TEXT SHOWN START
Regulatory status overview

MA: Marketing Authorisation TRAD: Traditional Use Registration

Other TRAD: Other national Traditional systems of registration

This regulatory overview is not legally binding and does not necessarily reflect the legal status of the products in the MSs concerned.

Table 3. Products on the market containing Sisymbrii officinalis herba (dried flowering aerial part) as active herbal substance

1.3. Search and assessment methodology

Literature search was conducted using Pubmed/MEDLINE, TOXNET until the end January 2013 with the search terms “hedge mustard”, “Sisymbrium officinale (L.) Scop.”, “Erysimum officinale L.”.

Literature references of the identified scientific publications and a search in www.google.com were used to look for articles.

Some old references were provided by interested parties during the call for scientific data.

2. Historical data on medicinal use

2.1. Information on period of medicinal use in the European Union

Sisymbrium officinale [syn. Erysimum officinale (L.) Scop., Erysimum officinarum Crantz, Erysimum runcinatum Gilib, Chamaeplium officinale Weber) belongs to the Brassicaceae (Cruciferae) family (Hänsel et al. 1994). It is an annual plant of Eurasian origin, which grows in Europe, Asia north- America and Northwest-Africa. It is said to be diuretic and expectorant, and has been recommended for chronic coughs, hoarseness and ulceration of the mouth and faces. The juice of the plant is used mixed with honey or sugar (Remington et al. 1918).

Herba Erisimi is already mentioned in the second edition of the Hagers Handbuch (Frerichs et al. 1949) and it is recommended for laryngeal catarrh, hoarseness. It is drunk by singers before performances as a tea, and it is known as Singer’s plant. According to the Materia Medica Vegatabilis by Steinmetz (1954), Sisymbrium is an expectorant and diuretic, and is recommended for chronic coughs and hoarseness. The sweetened juice is used.

According to the Précis de Matière Médicale by Paris & Moyse (1981), it is as popular remedy against hoarseness and cough as an expectorant; it is mentioned as the ‘Herbe aux Chantres’.

The therapeutic activity of Sisymbrium officinale was attributed to the sulphated components (Paris & Moyse 1981). Historically, the sulphated compounds are reputed to stimulate the mucosal secretion in the upper respiratory tract, so increasing expectoration (Leclerc 1983).

Braun (1981), in his herbal substances’ lexicon, recommends it as chest-tea.

Potter’s New Cyclopedia of Botanical Drugs and Preparations (Wren 1982) recommends the herb as a remedy for hoarseness and weak lungs.
TEXT SHOWN END
RECORDS SHOWN START
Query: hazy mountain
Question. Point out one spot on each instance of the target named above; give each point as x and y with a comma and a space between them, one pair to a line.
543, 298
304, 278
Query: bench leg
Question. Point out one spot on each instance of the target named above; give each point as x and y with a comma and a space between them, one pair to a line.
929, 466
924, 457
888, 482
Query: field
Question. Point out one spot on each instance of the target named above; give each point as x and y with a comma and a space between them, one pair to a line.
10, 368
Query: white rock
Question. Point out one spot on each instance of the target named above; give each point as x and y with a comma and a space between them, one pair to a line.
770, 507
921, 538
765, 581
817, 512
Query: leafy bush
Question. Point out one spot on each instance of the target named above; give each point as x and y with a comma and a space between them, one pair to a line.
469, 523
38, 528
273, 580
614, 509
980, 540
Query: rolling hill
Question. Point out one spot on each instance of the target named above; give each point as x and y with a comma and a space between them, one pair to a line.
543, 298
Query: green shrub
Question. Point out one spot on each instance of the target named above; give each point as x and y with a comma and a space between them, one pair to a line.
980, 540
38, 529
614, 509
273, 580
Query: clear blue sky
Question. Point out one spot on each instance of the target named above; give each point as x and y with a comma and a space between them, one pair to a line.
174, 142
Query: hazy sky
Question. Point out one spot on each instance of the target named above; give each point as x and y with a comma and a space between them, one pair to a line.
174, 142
RECORDS SHOWN END
RECORDS SHOWN START
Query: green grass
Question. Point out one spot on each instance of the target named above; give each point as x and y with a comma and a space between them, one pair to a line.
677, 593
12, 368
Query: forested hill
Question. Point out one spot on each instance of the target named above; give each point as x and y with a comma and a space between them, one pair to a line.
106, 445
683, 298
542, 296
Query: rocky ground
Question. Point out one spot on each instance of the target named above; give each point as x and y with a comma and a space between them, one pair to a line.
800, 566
RECORDS SHOWN END
| REQUIRED TASKS |
1 – Quote the hedge mustard text from "Braun (1981), in" up to and including "and weak lungs.".
2 – Write what comes next in the hedge mustard text, picking up after its last sentence.
The rows above have nothing to do with this.

| WRITTEN RESPONSES |
1 –
Braun (1981), in his herbal substances’ lexicon, recommends it as chest-tea.

Potter’s New Cyclopedia of Botanical Drugs and Preparations (Wren 1982) recommends the herb as a remedy for hoarseness and weak lungs.

2 –
In his Compendium de Phytothérapie (1986), Van Hellemont mentions that the aerial parts of hedge mustard are traditionally used as a remedy for airway ailments such as laryngitis, pharyngitis, coughs and hoarseness including loss of voice, chronic bronchitis and asthma.

This medicinal use can be found in more recent literature as well (Berdonces 1998, Gruenwald et al. 2004). Bruneton (1999) recommends the flower and fresh or dried flowering tops of Sisymbrium for the symptomatic treatment of cough, during acute benign bronchial disease, and locally (collutorium or lozenges) as an antalgic in buccal or pharynx conditions.

2.2. Information on traditional/current indications and specified substances/preparations

Products that fulfil the requirement of thirty years traditional use

Literature:

Comminuted herbal substance (Frerichs et al. 1949, Steinmetz 1954, Wren 1982, Braun 1981, Paris

& Moyse 1981).

Indication: As a diuretic and expectorant, and for chronic coughs, hoarseness and ulceration of the mouth and faces

Liquid extract (Wren 1975, 1982) (1:1) extraction solvent 25% ethanol (based on the current practice at that time in the British Herbal Pharmacopoeia)

Indication: For hoarseness and weak lungs and to recover the voice.

Products on the market according to information by Member States:

1.Dry extract (DER: 3.5-5.5:1), extraction solvent: water; on the French market since 1959. Traditionally used locally as an analgesic in conditions of the oral cavity and/or pharynx.

This preparation has a marketing authorisation based on well-established use in Portugal since 1999. Indication: symptomatic treatment of aphonia, hoarseness and irritating coughs. Laryngeal disorders.

2.Dry extract (DER: 6:1), extraction solvent: water; on the Belgian market since 1962 as a combination product, since 2004 as a mono-component product.

Cough reliever and as a local analgesic in conditions of the oral cavity and/or pharynx.

3.Dry extract (DER: 6-8:1), extraction solvent: water; on the German market at least since 1976. Traditional herbal medicinal product for relief of hoarseness and to support secretion of mucus in the respiratory tract.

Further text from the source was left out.